* [To do]: Your job is to return every line of the listing holding the string "below".

* [Dataset records]:
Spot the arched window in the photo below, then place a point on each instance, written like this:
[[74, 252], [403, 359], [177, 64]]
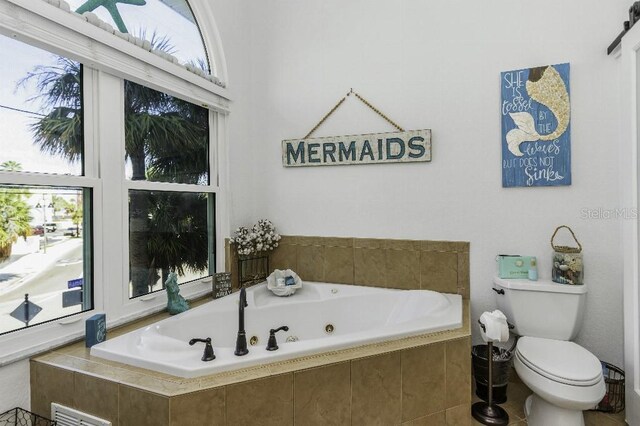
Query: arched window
[[111, 173], [168, 25]]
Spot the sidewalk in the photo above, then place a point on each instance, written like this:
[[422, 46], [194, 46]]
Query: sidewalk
[[24, 269]]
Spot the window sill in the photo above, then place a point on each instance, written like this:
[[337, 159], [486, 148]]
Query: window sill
[[71, 329]]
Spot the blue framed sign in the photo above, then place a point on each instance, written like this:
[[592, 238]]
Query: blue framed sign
[[536, 127]]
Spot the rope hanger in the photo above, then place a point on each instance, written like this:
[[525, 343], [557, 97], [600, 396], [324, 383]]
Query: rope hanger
[[364, 101]]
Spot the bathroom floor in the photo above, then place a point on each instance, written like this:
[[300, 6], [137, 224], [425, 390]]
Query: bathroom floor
[[517, 392]]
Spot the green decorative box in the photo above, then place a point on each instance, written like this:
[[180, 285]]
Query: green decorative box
[[514, 266]]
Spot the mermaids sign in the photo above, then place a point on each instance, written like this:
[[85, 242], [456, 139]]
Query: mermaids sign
[[396, 147], [536, 127]]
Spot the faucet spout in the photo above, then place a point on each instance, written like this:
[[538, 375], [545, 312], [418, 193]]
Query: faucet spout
[[241, 340]]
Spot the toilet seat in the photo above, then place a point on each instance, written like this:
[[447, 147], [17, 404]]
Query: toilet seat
[[560, 361]]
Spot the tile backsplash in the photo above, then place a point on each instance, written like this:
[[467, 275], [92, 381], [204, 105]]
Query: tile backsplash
[[406, 264]]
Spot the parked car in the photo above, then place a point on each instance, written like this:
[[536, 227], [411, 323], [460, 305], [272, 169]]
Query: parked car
[[71, 231]]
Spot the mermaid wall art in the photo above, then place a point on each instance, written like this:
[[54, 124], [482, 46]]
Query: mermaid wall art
[[536, 127]]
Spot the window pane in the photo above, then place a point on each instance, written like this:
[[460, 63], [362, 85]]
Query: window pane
[[168, 232], [166, 138], [40, 110], [168, 25], [44, 253]]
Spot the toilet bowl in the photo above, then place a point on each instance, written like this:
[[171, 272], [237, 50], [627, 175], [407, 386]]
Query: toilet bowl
[[565, 378]]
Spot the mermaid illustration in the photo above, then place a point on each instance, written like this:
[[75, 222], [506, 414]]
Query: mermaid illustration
[[545, 86]]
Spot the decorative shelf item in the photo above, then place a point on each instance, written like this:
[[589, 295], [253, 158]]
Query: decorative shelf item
[[253, 247]]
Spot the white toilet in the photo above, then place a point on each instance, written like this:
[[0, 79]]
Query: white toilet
[[565, 378]]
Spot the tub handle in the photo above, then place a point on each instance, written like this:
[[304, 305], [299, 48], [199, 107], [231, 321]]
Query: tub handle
[[208, 349], [272, 344]]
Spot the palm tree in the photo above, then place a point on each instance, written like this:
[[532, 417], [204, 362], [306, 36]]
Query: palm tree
[[14, 219], [166, 139]]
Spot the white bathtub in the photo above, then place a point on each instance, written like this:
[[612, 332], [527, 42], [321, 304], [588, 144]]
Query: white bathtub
[[359, 315]]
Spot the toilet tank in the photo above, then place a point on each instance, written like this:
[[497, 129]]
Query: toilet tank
[[541, 308]]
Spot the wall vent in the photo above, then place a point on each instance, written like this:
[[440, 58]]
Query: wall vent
[[65, 416]]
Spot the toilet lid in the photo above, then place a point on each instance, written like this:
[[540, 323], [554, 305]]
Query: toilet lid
[[560, 361]]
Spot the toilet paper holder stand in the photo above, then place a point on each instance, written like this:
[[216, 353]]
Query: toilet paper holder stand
[[489, 413]]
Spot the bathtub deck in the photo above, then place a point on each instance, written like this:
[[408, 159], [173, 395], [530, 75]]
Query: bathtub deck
[[76, 357]]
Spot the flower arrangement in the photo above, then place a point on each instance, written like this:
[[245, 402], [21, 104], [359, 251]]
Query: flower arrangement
[[261, 237]]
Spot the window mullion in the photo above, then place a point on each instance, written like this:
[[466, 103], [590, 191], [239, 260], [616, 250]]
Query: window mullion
[[110, 133]]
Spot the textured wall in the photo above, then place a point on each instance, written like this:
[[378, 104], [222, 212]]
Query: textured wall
[[437, 65], [14, 386]]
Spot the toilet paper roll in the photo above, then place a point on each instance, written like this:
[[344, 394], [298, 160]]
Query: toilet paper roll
[[496, 328]]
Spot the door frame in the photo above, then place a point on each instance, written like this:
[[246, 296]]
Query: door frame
[[629, 185]]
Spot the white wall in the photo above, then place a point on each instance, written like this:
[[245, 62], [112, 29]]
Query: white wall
[[437, 65], [14, 386]]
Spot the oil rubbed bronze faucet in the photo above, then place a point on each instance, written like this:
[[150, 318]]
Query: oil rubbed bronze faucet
[[241, 341]]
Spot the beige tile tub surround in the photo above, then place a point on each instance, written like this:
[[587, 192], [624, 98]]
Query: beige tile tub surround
[[420, 380], [406, 264], [417, 380]]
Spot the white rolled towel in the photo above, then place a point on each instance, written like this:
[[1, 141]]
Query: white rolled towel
[[496, 328]]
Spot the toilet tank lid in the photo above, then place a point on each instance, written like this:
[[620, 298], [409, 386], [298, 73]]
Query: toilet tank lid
[[541, 285]]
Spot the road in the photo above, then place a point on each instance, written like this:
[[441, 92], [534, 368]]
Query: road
[[45, 289], [53, 279]]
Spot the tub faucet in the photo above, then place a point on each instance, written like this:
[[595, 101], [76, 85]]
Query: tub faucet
[[241, 341]]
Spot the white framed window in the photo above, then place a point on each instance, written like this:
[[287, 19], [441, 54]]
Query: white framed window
[[177, 196]]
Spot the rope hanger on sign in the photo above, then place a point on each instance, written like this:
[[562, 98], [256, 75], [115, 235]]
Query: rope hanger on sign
[[364, 101]]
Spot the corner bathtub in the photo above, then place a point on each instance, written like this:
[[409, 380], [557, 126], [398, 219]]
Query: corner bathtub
[[358, 315]]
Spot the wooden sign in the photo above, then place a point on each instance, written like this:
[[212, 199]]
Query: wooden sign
[[374, 148], [536, 127], [221, 284]]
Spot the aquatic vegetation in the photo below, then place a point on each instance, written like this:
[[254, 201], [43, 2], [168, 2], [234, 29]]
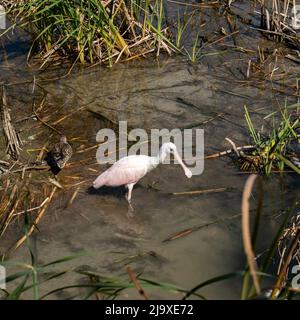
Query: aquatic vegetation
[[274, 150], [93, 31], [31, 278], [278, 21]]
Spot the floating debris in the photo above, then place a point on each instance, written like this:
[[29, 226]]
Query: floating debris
[[59, 155]]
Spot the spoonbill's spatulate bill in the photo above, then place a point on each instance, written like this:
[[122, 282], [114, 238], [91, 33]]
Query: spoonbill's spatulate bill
[[129, 170]]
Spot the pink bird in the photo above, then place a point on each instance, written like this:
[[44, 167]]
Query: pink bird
[[129, 170]]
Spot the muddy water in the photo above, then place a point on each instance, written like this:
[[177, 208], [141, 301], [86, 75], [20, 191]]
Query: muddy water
[[169, 93]]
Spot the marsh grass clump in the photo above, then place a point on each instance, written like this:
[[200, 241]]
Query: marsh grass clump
[[93, 30], [279, 19], [277, 149]]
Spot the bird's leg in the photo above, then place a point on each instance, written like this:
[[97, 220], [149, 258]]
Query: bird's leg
[[128, 194]]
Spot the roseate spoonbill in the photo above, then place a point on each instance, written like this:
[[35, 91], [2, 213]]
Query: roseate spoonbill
[[129, 170], [59, 155]]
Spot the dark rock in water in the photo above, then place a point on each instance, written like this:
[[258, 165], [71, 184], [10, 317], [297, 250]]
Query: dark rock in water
[[59, 155]]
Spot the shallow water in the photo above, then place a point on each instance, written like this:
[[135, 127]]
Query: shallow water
[[167, 93]]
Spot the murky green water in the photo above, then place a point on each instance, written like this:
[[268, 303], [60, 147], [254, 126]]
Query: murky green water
[[165, 93]]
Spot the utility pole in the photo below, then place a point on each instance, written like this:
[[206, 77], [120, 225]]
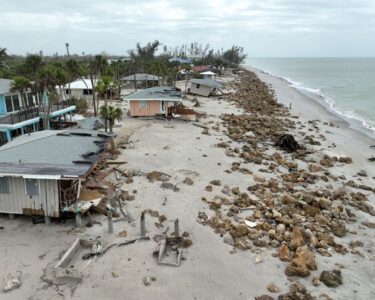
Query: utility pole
[[67, 49], [70, 77]]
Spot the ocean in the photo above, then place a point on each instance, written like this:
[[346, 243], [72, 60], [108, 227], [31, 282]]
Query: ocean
[[347, 85]]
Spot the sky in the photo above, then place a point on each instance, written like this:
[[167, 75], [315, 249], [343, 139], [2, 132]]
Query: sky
[[265, 28]]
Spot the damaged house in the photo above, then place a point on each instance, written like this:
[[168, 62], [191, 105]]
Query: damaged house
[[204, 87], [41, 173], [153, 101]]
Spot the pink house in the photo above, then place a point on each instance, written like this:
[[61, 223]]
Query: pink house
[[153, 101]]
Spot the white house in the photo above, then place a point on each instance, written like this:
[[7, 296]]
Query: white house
[[79, 89], [208, 75], [204, 87], [41, 173]]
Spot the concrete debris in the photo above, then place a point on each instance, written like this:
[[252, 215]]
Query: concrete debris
[[331, 278], [11, 284]]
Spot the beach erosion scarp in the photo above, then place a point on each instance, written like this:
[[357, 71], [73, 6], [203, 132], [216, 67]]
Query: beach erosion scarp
[[307, 211], [258, 217]]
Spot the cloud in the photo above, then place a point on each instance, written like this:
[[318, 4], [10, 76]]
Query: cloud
[[219, 22]]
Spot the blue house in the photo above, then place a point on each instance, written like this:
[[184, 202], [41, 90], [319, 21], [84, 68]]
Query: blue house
[[17, 117]]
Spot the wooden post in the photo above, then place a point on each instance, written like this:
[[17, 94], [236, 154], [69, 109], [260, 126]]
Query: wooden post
[[143, 225], [110, 222], [176, 228]]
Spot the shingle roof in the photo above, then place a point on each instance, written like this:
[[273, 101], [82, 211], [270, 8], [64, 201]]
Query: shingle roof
[[50, 153], [5, 85], [208, 82], [141, 77], [163, 93]]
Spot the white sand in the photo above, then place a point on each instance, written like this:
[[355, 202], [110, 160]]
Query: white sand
[[210, 271]]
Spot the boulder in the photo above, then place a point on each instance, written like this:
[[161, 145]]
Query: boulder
[[331, 278]]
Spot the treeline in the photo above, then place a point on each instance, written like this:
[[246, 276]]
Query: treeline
[[42, 74]]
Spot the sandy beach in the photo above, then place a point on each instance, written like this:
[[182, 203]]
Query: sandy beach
[[221, 263]]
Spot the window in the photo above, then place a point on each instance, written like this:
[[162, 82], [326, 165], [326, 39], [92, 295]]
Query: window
[[142, 104], [16, 102], [12, 103], [4, 185], [32, 187], [30, 99], [8, 103], [87, 92]]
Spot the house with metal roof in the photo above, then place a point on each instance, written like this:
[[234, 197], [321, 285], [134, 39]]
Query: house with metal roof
[[140, 80], [41, 173], [204, 87], [153, 101], [78, 89], [23, 115]]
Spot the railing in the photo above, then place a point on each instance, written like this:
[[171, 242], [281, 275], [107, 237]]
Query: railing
[[20, 116], [31, 112]]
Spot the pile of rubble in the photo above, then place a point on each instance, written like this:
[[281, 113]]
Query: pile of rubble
[[286, 212]]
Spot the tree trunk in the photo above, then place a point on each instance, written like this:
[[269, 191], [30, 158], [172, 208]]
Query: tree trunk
[[111, 126], [93, 94]]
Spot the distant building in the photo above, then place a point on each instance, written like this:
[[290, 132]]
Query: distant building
[[204, 68], [18, 117], [180, 60], [140, 80], [41, 173], [204, 87], [153, 101], [208, 75], [79, 89]]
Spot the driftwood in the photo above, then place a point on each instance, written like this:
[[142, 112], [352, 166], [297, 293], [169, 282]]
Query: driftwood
[[288, 143], [201, 126]]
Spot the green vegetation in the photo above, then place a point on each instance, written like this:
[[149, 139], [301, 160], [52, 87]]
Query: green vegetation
[[42, 74]]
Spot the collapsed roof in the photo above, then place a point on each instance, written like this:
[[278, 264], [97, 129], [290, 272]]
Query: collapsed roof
[[51, 153]]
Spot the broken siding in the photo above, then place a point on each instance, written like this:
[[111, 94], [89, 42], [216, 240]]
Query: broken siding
[[18, 202], [147, 108], [202, 90]]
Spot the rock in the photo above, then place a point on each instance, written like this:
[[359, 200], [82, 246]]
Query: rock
[[157, 176], [228, 239], [346, 160], [122, 234], [186, 243], [188, 181], [240, 231], [11, 284], [338, 228], [297, 291], [215, 182], [298, 238], [236, 190], [264, 297], [303, 261], [273, 288], [362, 173], [258, 259], [147, 280], [315, 168], [331, 278], [284, 253], [315, 281], [167, 185]]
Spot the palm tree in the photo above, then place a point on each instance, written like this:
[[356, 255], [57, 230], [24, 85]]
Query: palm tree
[[21, 84], [114, 114], [102, 87], [110, 114], [103, 113]]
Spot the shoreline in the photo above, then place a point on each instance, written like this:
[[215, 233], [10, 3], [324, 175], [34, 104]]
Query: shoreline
[[352, 123]]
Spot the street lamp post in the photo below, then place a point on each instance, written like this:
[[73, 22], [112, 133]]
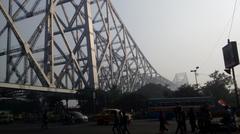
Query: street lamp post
[[195, 74]]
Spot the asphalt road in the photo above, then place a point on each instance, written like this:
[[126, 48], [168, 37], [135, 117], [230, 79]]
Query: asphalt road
[[136, 127]]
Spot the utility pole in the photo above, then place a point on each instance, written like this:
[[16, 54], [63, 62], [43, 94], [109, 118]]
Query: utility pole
[[195, 74], [230, 55]]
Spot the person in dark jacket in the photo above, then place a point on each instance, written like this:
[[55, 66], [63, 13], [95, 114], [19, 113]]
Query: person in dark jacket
[[192, 120], [163, 122], [181, 120]]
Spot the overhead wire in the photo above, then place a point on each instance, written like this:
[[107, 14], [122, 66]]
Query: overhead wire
[[231, 20]]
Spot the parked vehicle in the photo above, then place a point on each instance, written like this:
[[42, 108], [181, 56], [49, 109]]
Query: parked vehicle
[[107, 116], [5, 117], [73, 117]]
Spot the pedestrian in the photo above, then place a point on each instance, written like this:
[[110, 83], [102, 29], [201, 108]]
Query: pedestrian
[[181, 120], [44, 120], [192, 119], [228, 119], [125, 123], [162, 121], [116, 124], [204, 119]]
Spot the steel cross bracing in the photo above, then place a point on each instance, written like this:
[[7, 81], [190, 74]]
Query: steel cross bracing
[[70, 44]]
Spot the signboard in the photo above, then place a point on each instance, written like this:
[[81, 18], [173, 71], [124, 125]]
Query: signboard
[[230, 54]]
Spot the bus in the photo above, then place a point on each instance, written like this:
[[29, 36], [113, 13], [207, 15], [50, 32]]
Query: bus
[[168, 105]]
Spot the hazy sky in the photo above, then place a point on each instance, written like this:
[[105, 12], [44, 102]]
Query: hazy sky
[[178, 35]]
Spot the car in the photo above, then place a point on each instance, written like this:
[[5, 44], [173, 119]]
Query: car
[[73, 117], [6, 117], [79, 117], [107, 116]]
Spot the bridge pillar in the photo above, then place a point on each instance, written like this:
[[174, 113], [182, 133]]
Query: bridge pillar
[[92, 63]]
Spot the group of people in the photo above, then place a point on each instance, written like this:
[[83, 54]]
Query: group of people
[[199, 122], [120, 123]]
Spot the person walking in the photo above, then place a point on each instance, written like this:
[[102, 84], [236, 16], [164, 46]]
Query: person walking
[[116, 128], [181, 120], [125, 123], [162, 121], [44, 120], [192, 120]]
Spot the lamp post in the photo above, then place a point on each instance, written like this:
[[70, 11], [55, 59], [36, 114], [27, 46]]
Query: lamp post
[[195, 74]]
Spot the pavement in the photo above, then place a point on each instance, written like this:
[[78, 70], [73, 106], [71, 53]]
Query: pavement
[[136, 127]]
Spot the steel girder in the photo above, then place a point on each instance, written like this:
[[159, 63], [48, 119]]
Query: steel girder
[[70, 44]]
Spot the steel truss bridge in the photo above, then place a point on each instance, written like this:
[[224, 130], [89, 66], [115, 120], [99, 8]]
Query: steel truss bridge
[[67, 45]]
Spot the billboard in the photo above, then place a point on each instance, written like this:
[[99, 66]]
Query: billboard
[[230, 54]]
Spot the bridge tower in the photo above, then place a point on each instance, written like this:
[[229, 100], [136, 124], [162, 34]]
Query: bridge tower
[[67, 45], [180, 79]]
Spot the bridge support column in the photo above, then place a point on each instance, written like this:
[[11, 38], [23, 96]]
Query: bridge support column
[[92, 63]]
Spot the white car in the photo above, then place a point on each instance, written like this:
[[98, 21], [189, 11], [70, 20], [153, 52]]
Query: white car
[[78, 117]]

* [Reply]:
Spot the arched window in the photo below, then place a point on each instance, written like this:
Spot the aquatic vegetation in the photo below, then place a point on each instance, written like this:
Spot the utility pole in the photo below, then place a point on each instance, written like this:
Spot the street lamp post in the photo below, then place a point on each instance, written like this:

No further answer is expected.